[Records from a dataset]
'''

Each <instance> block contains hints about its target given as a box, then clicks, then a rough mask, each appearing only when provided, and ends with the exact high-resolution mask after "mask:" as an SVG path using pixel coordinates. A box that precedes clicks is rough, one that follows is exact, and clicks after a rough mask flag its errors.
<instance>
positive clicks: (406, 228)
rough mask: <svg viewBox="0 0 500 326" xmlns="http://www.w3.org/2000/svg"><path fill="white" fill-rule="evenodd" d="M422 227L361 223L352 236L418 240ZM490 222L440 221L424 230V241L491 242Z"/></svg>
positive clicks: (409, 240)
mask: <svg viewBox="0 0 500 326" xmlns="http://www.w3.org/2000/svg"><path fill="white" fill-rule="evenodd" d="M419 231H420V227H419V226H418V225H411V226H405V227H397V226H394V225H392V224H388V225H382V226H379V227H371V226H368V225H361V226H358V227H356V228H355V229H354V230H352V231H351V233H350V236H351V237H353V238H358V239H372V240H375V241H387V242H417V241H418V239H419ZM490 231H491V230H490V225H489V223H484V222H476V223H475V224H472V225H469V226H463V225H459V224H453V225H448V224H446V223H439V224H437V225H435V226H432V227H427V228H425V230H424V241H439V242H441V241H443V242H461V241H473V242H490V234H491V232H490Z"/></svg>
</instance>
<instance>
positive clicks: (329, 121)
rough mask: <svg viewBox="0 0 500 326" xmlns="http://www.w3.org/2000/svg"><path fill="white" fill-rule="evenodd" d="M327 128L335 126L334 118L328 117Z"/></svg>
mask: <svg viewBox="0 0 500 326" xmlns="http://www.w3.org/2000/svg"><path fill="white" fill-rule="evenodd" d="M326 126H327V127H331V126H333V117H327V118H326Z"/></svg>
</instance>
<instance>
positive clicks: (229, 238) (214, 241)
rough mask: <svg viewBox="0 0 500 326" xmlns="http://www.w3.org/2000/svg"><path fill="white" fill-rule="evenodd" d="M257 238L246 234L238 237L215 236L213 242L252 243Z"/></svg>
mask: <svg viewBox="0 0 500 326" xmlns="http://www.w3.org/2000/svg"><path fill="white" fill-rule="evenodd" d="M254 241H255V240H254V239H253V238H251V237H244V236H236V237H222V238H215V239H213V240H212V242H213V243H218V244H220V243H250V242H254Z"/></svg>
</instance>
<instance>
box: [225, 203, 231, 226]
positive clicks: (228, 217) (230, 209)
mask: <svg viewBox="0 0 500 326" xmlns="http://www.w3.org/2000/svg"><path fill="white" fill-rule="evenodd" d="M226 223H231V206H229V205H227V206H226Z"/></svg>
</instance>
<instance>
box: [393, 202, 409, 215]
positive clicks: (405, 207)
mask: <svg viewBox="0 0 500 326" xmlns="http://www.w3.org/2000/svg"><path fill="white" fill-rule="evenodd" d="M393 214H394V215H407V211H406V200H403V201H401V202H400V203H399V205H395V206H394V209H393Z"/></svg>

'''

## Task details
The records above need copying. Do it exactly.

## Result for this exercise
Each <instance> block contains hints about its target given as a box, then clicks, then a rough mask, each appearing only when provided, and ends with the exact high-resolution mask after "mask:" as an SVG path using pixel coordinates. A box that precedes clicks is rough, one that follows is exact, and clicks after a rough mask flag its errors.
<instance>
positive clicks: (406, 228)
rough mask: <svg viewBox="0 0 500 326" xmlns="http://www.w3.org/2000/svg"><path fill="white" fill-rule="evenodd" d="M422 227L361 223L352 236L418 240ZM490 222L440 221L424 230V241L491 242Z"/></svg>
positive clicks: (409, 240)
mask: <svg viewBox="0 0 500 326" xmlns="http://www.w3.org/2000/svg"><path fill="white" fill-rule="evenodd" d="M419 231H420V227H419V226H418V225H411V226H405V227H397V226H394V225H392V224H388V225H382V226H379V227H371V226H368V225H361V226H358V227H356V228H355V229H354V230H352V231H351V233H350V236H351V237H353V238H358V239H372V240H375V241H387V242H417V241H418V239H419ZM490 231H491V230H490V225H489V223H484V222H476V223H475V224H472V225H469V226H463V225H459V224H453V225H448V224H446V223H439V224H437V225H435V226H432V227H427V228H425V230H424V241H439V242H441V241H443V242H461V241H473V242H490V234H491V232H490Z"/></svg>
</instance>
<instance>
positive clicks: (329, 121)
rough mask: <svg viewBox="0 0 500 326" xmlns="http://www.w3.org/2000/svg"><path fill="white" fill-rule="evenodd" d="M327 128L335 126L334 118L328 117Z"/></svg>
mask: <svg viewBox="0 0 500 326" xmlns="http://www.w3.org/2000/svg"><path fill="white" fill-rule="evenodd" d="M326 126H327V127H331V126H333V117H327V118H326Z"/></svg>
</instance>
<instance>
positive clicks: (229, 238) (214, 241)
rough mask: <svg viewBox="0 0 500 326" xmlns="http://www.w3.org/2000/svg"><path fill="white" fill-rule="evenodd" d="M257 238L246 234L238 237L215 236L213 242L252 243Z"/></svg>
mask: <svg viewBox="0 0 500 326" xmlns="http://www.w3.org/2000/svg"><path fill="white" fill-rule="evenodd" d="M254 241H255V240H254V239H253V238H251V237H244V236H236V237H222V238H215V239H213V240H212V242H213V243H218V244H220V243H250V242H254Z"/></svg>
</instance>
<instance>
box: [225, 203, 231, 226]
positive clicks: (228, 217) (230, 209)
mask: <svg viewBox="0 0 500 326" xmlns="http://www.w3.org/2000/svg"><path fill="white" fill-rule="evenodd" d="M226 223H231V206H229V205H227V206H226Z"/></svg>
</instance>
<instance>
box: [393, 202, 409, 215]
positive clicks: (405, 207)
mask: <svg viewBox="0 0 500 326" xmlns="http://www.w3.org/2000/svg"><path fill="white" fill-rule="evenodd" d="M393 214H394V215H407V211H406V200H403V201H401V202H400V203H399V205H395V206H394V209H393Z"/></svg>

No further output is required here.